> Data shown:
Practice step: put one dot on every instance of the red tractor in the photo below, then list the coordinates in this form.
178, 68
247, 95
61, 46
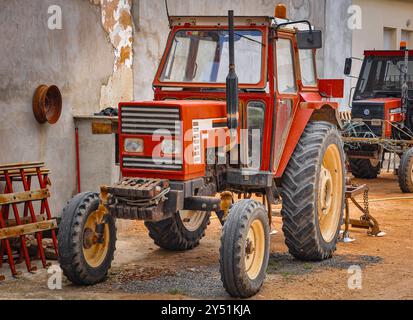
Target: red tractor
382, 115
266, 133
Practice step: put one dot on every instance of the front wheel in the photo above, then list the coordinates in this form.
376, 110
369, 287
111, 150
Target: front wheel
313, 190
245, 246
406, 172
86, 238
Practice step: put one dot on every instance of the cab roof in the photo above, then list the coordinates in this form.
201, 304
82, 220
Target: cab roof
386, 53
219, 21
239, 21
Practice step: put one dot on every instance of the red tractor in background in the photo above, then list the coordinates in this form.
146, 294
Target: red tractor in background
382, 115
269, 131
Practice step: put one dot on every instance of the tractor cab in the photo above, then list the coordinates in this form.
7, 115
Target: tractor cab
382, 115
275, 63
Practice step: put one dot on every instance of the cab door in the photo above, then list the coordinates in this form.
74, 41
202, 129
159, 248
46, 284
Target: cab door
286, 91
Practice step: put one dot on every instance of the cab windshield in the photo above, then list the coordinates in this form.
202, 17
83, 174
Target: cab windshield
382, 77
203, 57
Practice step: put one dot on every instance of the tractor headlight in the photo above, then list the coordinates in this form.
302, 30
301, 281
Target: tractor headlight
133, 145
171, 146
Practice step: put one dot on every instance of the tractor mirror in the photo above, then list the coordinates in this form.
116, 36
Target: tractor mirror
347, 66
309, 39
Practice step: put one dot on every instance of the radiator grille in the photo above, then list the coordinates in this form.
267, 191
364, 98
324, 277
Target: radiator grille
147, 120
152, 164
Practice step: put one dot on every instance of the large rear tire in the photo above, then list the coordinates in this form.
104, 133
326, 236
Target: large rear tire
313, 189
406, 172
83, 259
245, 246
364, 168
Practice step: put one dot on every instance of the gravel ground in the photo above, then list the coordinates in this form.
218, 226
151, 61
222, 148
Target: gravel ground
203, 282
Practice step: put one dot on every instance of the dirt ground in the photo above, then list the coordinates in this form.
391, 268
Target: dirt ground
143, 271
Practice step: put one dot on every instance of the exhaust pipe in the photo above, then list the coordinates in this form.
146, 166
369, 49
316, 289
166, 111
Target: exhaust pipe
232, 82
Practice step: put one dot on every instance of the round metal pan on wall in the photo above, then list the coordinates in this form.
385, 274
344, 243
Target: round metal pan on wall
47, 104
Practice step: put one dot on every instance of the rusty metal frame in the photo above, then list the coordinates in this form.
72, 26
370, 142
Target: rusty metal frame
29, 222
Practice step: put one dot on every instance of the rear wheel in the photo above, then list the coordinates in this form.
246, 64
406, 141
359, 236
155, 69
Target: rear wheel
244, 251
406, 172
86, 240
313, 189
365, 168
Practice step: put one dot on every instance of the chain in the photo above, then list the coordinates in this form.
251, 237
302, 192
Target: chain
366, 202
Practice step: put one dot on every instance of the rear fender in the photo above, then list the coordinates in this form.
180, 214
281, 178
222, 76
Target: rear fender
307, 112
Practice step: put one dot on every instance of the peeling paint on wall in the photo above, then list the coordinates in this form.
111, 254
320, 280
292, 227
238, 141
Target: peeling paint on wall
117, 22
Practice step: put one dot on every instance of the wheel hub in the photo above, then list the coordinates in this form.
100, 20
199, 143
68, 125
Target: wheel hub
330, 193
192, 220
326, 190
254, 249
95, 239
249, 247
88, 235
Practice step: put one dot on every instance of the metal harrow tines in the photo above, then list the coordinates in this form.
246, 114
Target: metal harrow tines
29, 222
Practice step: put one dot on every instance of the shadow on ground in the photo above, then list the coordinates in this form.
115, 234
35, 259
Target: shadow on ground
205, 281
286, 265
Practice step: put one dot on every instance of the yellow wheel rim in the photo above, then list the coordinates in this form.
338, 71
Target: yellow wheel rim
330, 193
93, 251
254, 249
192, 220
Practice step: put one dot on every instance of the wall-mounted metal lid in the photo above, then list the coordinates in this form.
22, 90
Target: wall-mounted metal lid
47, 104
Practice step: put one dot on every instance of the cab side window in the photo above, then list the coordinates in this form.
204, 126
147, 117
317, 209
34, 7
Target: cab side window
285, 67
307, 68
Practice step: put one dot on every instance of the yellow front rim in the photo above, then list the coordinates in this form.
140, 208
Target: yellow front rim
254, 249
192, 220
330, 193
93, 251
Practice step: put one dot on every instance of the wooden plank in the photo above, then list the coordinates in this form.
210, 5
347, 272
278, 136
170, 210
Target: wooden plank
104, 127
28, 172
17, 231
19, 197
18, 166
24, 220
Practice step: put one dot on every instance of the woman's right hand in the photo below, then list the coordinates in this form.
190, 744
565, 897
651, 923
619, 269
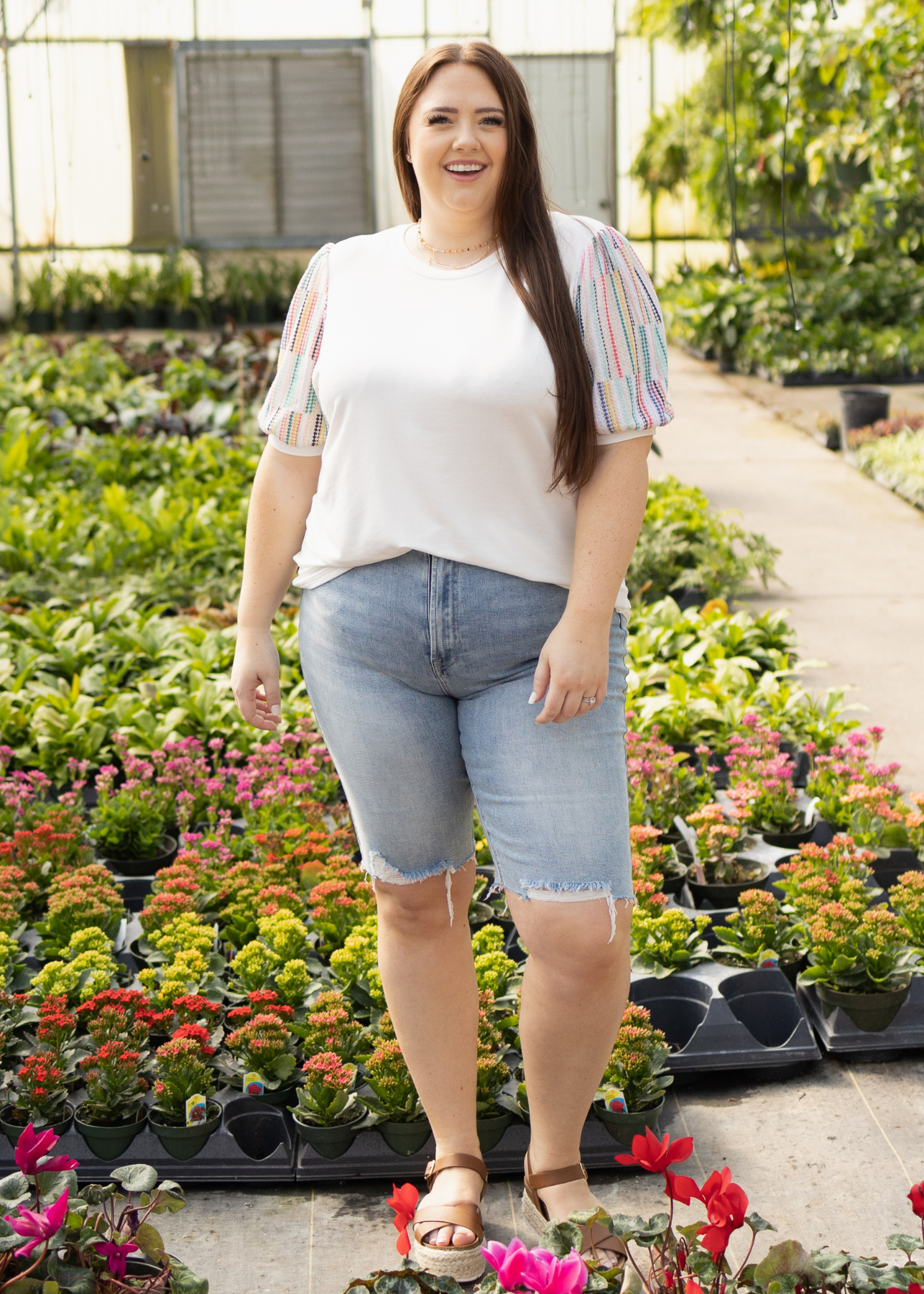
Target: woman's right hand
255, 679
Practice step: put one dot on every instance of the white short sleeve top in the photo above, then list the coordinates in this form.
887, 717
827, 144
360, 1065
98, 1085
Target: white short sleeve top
430, 394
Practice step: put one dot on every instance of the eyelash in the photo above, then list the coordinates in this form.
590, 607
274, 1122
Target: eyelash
440, 119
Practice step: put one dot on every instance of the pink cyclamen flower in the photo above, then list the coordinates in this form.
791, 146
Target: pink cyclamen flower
40, 1227
550, 1275
116, 1255
510, 1262
30, 1150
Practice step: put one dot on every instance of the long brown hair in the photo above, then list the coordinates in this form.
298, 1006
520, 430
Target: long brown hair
530, 252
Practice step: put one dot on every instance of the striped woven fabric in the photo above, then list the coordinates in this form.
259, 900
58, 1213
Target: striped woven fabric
623, 334
620, 323
292, 410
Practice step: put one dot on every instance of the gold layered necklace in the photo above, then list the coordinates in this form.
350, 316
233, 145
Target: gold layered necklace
453, 252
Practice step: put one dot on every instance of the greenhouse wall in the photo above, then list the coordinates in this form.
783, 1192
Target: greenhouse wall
143, 124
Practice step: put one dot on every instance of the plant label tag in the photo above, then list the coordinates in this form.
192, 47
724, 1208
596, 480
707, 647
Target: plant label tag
195, 1111
614, 1100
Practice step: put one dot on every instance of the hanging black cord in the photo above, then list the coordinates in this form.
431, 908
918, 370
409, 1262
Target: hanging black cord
782, 179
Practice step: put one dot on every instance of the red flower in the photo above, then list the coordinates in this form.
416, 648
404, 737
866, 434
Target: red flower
404, 1203
725, 1208
655, 1156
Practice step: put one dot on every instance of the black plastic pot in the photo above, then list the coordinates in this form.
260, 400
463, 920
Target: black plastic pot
165, 855
895, 865
109, 1142
624, 1125
728, 894
333, 1142
788, 839
13, 1130
861, 407
40, 321
183, 1143
491, 1130
869, 1011
77, 321
405, 1138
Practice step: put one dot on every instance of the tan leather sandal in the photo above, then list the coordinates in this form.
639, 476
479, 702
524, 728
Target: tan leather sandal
463, 1262
594, 1239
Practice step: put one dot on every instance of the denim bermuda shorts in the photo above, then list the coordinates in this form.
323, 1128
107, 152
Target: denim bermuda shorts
420, 671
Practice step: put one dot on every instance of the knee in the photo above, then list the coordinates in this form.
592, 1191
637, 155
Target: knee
418, 910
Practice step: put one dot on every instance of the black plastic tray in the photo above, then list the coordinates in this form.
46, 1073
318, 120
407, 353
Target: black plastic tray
371, 1158
840, 1037
254, 1143
725, 1019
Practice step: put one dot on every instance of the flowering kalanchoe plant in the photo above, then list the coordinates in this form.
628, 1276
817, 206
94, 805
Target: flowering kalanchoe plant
638, 1065
670, 942
183, 1070
263, 1046
394, 1093
116, 1086
760, 933
326, 1096
866, 954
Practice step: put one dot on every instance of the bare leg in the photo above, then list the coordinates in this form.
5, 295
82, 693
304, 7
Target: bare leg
429, 978
575, 988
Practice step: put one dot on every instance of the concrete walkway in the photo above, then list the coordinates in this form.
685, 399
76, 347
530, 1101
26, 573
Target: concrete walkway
828, 1156
852, 553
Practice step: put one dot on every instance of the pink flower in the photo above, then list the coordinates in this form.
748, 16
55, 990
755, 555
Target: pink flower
116, 1255
510, 1262
550, 1275
30, 1150
42, 1226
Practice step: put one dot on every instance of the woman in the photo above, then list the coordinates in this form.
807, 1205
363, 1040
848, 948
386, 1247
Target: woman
462, 412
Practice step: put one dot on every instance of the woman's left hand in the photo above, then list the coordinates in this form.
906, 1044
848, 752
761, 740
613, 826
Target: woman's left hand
572, 666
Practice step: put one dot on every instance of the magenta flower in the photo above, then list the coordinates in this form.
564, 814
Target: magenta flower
40, 1227
510, 1262
30, 1150
550, 1275
116, 1255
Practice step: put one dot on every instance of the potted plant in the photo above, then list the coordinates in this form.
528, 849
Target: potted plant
40, 1088
668, 942
183, 1119
717, 873
394, 1100
328, 1114
262, 1060
127, 827
761, 936
113, 1113
631, 1096
40, 299
862, 964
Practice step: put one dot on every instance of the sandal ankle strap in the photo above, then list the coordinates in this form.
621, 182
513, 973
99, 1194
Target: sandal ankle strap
456, 1161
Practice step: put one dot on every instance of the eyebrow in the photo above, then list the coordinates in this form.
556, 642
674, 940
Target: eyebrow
443, 109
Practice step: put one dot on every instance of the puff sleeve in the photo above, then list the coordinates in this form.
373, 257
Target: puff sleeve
623, 334
292, 414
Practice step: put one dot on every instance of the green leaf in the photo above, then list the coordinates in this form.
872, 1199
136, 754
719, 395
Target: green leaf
149, 1242
788, 1258
137, 1177
183, 1281
560, 1237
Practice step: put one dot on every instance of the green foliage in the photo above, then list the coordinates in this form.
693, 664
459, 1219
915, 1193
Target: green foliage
686, 545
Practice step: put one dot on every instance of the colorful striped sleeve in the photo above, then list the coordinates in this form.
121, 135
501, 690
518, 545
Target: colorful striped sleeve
292, 414
623, 333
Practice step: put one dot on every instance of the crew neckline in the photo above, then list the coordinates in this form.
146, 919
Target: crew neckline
420, 267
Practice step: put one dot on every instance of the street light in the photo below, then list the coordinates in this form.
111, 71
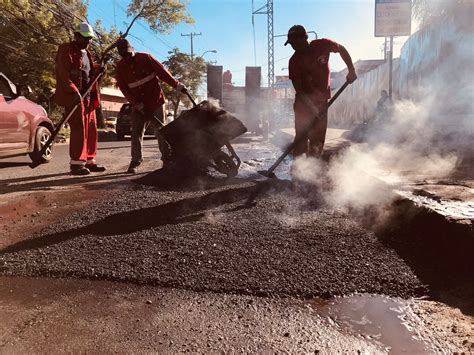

> Aim: Count the lines in the records above that contain the word "concrete" with case matching exactly, and reply with only that number.

> Written reply: 2